## The records:
== == ==
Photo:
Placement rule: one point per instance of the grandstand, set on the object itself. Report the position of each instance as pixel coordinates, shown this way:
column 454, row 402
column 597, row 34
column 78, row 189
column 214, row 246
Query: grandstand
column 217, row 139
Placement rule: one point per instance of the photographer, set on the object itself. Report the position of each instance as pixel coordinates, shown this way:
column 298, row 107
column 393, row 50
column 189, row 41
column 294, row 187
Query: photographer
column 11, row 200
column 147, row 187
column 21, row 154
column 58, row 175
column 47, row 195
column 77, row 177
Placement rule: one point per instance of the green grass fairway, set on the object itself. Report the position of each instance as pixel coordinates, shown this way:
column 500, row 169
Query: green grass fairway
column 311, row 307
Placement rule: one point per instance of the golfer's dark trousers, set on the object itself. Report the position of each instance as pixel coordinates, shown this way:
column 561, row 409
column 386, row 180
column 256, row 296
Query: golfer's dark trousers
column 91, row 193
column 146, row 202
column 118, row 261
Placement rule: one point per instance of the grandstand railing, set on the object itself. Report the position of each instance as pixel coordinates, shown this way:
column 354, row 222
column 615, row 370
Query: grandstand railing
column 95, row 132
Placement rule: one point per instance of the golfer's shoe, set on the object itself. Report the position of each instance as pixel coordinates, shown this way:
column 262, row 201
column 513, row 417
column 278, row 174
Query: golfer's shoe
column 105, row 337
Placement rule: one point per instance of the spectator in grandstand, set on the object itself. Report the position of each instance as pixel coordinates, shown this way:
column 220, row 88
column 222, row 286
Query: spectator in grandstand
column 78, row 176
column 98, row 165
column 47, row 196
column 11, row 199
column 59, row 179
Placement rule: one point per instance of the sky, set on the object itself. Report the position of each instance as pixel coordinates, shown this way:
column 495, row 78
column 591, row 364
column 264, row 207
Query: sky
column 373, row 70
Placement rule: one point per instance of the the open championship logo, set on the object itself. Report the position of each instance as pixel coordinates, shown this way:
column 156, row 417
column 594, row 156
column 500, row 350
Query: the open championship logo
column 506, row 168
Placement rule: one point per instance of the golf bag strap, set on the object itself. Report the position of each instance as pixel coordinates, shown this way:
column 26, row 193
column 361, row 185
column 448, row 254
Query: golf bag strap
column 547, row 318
== == ==
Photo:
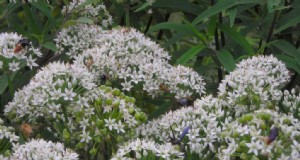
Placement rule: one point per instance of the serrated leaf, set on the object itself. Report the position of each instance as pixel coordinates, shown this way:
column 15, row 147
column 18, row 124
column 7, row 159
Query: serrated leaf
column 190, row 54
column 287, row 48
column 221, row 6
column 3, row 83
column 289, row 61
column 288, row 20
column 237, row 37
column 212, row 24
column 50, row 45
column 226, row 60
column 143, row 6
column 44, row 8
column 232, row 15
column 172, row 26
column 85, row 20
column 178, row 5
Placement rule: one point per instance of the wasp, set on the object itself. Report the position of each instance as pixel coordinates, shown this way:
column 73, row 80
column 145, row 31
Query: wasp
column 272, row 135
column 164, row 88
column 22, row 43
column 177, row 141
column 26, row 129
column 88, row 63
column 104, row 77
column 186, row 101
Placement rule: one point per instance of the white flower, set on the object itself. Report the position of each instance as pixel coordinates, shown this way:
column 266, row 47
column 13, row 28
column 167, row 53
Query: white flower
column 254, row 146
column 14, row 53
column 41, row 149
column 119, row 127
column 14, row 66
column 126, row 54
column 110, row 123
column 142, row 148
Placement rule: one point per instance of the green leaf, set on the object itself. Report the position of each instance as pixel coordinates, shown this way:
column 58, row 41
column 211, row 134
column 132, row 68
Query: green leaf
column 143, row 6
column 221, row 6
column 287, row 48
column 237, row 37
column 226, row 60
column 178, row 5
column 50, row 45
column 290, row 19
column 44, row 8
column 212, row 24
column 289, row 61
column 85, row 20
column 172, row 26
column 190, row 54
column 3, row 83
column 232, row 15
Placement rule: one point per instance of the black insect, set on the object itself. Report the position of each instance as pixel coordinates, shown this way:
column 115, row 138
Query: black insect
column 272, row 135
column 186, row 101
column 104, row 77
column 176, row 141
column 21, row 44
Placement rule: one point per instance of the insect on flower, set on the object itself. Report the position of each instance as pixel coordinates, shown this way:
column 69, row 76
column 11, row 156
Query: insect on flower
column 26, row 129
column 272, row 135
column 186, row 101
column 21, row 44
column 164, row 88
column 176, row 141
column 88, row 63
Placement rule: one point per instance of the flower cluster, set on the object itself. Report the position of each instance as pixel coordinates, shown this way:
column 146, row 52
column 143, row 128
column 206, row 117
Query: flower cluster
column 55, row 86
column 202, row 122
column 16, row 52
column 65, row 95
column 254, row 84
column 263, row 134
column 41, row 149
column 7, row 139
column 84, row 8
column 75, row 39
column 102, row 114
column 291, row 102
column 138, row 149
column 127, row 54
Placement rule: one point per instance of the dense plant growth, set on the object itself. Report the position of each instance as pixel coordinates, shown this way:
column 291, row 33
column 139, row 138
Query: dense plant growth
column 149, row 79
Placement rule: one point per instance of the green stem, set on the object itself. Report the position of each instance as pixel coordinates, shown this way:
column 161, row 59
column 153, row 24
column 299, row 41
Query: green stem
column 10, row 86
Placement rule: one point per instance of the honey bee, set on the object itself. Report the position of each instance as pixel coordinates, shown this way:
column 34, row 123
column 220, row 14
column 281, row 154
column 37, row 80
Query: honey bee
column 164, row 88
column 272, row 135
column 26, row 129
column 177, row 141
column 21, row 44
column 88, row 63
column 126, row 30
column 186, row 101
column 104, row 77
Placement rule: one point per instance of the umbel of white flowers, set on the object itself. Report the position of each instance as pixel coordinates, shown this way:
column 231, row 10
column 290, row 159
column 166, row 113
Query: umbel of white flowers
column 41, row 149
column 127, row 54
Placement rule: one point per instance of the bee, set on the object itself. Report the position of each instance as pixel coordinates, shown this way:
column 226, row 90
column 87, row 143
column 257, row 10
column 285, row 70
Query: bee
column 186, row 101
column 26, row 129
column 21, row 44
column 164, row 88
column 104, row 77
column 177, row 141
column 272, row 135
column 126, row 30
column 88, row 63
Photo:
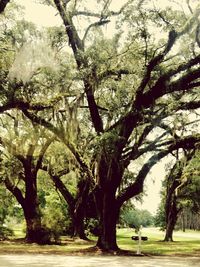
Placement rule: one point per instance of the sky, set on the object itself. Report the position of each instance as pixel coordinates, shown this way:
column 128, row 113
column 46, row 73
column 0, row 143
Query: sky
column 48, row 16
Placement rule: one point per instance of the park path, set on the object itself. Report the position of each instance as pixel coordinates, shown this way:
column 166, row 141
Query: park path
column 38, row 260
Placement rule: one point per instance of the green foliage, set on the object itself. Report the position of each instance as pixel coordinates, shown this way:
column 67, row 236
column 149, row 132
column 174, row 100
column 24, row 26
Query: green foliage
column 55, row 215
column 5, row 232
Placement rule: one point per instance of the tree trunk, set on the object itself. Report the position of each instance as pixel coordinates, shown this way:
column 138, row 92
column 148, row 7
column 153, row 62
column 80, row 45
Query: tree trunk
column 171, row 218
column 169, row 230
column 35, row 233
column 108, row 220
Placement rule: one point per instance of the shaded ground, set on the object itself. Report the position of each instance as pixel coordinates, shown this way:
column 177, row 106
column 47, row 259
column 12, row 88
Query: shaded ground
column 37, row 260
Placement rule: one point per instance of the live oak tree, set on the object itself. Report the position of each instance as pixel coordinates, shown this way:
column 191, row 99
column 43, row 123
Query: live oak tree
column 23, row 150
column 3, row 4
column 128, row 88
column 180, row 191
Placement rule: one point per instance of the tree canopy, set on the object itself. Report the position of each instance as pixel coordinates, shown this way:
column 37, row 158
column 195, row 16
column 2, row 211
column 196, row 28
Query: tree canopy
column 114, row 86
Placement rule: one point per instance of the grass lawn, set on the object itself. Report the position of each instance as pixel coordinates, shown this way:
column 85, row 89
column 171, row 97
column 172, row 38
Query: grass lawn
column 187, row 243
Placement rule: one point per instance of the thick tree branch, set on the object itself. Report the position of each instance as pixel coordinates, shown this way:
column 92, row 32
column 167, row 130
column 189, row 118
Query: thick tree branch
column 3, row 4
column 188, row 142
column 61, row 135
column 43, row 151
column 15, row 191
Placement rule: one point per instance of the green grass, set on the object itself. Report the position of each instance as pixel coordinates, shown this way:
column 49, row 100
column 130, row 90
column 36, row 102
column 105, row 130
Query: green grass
== == ==
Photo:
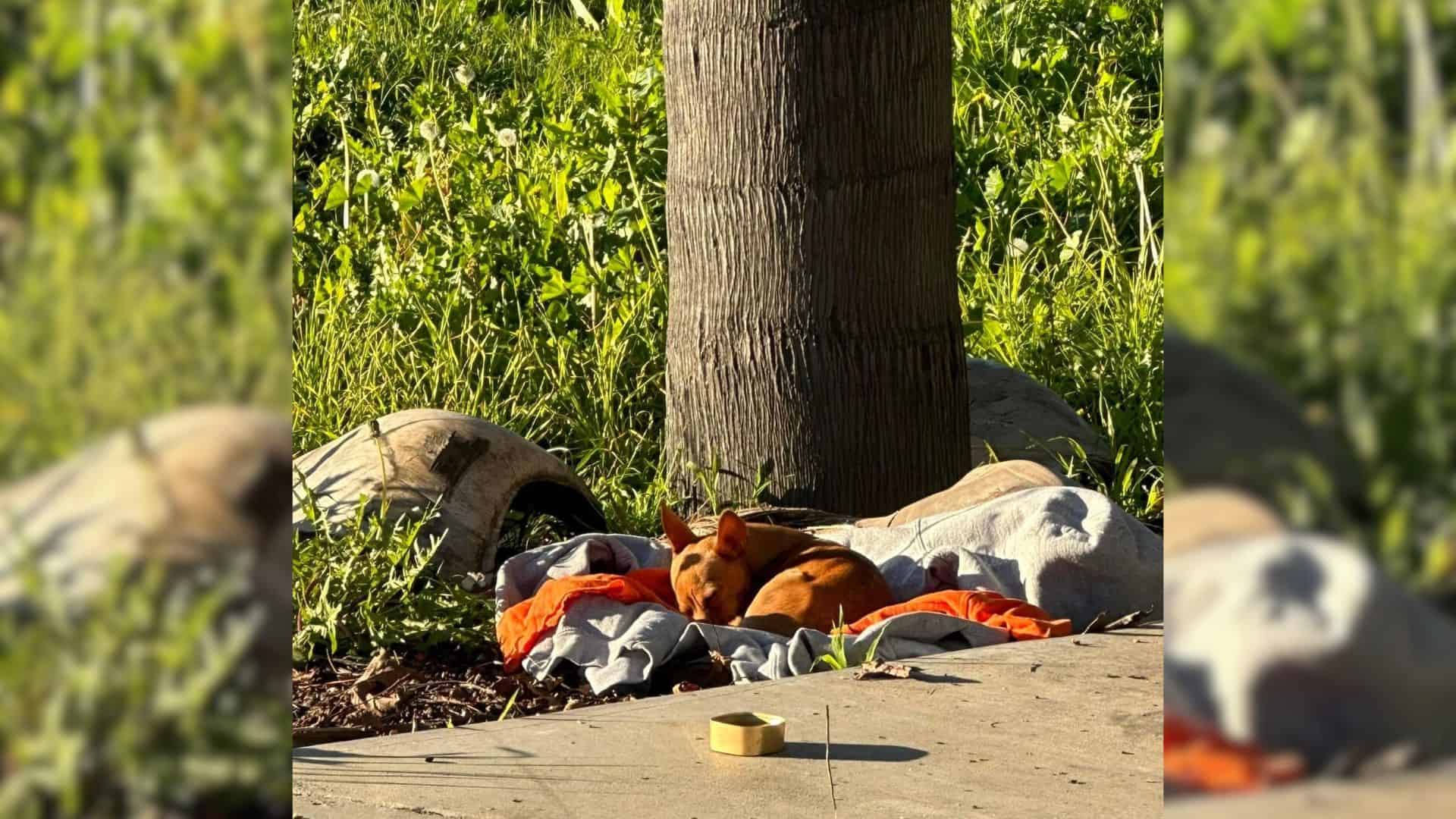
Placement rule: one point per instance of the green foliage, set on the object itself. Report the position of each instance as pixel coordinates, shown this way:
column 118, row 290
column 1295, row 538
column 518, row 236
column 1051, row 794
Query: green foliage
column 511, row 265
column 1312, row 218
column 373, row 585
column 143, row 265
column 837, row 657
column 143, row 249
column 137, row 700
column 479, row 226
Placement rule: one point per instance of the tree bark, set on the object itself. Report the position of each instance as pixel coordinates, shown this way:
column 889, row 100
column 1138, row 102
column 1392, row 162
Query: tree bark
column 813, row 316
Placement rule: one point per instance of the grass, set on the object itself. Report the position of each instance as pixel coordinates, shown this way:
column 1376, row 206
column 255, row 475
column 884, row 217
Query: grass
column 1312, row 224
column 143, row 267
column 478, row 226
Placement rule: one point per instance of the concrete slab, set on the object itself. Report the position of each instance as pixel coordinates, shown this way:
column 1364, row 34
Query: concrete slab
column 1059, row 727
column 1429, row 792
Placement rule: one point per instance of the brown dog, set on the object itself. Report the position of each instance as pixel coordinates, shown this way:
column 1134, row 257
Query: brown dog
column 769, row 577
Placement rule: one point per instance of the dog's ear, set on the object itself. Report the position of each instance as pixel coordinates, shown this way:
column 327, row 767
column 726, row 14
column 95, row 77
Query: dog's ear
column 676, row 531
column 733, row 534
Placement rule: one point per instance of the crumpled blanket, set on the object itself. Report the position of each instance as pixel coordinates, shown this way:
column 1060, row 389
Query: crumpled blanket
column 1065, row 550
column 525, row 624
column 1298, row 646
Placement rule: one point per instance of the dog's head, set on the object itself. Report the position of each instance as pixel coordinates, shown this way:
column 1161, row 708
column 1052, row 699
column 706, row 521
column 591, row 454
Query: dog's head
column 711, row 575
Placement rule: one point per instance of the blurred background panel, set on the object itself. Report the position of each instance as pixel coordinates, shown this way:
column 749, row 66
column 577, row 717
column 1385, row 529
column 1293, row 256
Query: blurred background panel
== == ==
## What you have to do:
Arrange the lines of the material above as a numbered list, omitting any blank lines. Start with the line that contains "Placement rule: one point per instance of the concrete" and stop after the line that contains "column 1298, row 646".

## Written answer:
1. Placement rule: one point per instance of the concrete slab, set on the object itself. Report the position of each instance as pixel coordinates, shown this way:
2. column 1364, row 34
3. Query: concrete slab
4. column 1059, row 727
5. column 1429, row 792
6. Placement rule: one point per instance of the brown dog, set on the object itself. Report the position of each instance as pixel coordinates, shown this way:
7. column 1134, row 257
8. Query: brown dog
9. column 769, row 577
10. Placement rule: one point per instance of the dog's ear, set on the object itself. Report the position of each instance as pixel coordinates, shown this way:
11. column 327, row 767
12. column 726, row 14
13. column 95, row 77
14. Query: dog's ear
15. column 676, row 531
16. column 733, row 534
17. Placement rule: one point per instance of the crumpled blanket, set on the object itself. Report the position of each instance as pixel coordinates, shown this way:
18. column 1060, row 389
19. Query: crumpled blanket
20. column 1065, row 550
21. column 525, row 624
22. column 1298, row 646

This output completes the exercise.